[Data to process]
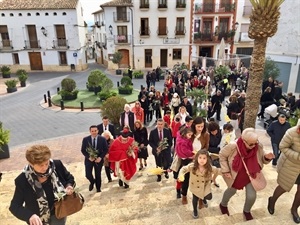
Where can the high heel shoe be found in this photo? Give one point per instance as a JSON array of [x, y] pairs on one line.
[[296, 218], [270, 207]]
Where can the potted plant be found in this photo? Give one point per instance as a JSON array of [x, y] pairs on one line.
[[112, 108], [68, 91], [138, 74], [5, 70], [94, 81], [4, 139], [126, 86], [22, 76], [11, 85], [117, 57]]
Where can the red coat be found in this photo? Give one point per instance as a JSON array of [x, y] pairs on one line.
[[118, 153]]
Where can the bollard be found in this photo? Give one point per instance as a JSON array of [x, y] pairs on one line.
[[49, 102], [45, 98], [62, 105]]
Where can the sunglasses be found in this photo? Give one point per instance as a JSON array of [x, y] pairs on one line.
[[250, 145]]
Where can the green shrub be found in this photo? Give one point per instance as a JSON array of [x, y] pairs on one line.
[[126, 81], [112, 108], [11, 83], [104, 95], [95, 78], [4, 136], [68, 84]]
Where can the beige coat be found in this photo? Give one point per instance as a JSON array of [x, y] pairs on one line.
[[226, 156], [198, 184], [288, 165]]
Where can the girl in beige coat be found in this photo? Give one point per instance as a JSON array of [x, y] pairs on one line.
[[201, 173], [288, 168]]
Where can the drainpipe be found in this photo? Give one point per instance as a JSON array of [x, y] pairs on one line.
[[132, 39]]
[/Data to process]
[Data to process]
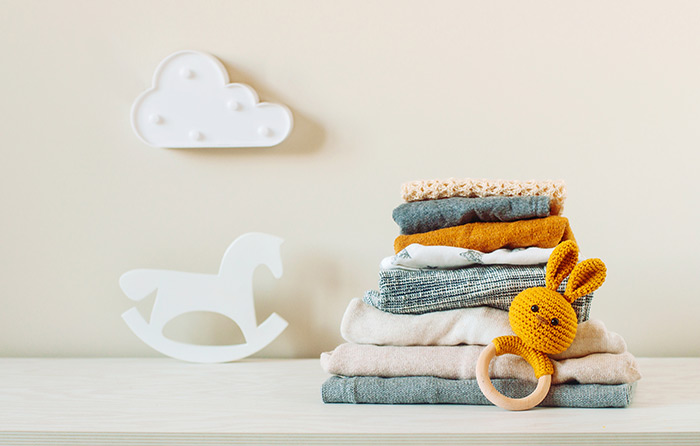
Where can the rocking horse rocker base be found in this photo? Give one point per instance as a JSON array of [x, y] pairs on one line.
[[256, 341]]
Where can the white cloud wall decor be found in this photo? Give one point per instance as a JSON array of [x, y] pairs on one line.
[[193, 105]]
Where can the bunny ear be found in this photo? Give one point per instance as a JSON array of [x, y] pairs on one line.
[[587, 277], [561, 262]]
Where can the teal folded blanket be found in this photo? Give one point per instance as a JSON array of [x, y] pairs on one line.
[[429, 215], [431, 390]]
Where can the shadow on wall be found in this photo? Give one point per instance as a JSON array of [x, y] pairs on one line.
[/Data to process]
### Task to complete
Please write out, exactly as they appear above, only the lines in the stretch from the line with "Where can the teal" through the line with "Where can the shadow".

### Solution to this exercise
Where can the teal folded blanket be found in this photo? Give one point per instance as a JSON array of [x, y] pairs on one line.
[[429, 215], [431, 390]]
Where can the shadow on wall be found in this photo? Give one point per instance as a JSON array of [x, y] pairs on one line.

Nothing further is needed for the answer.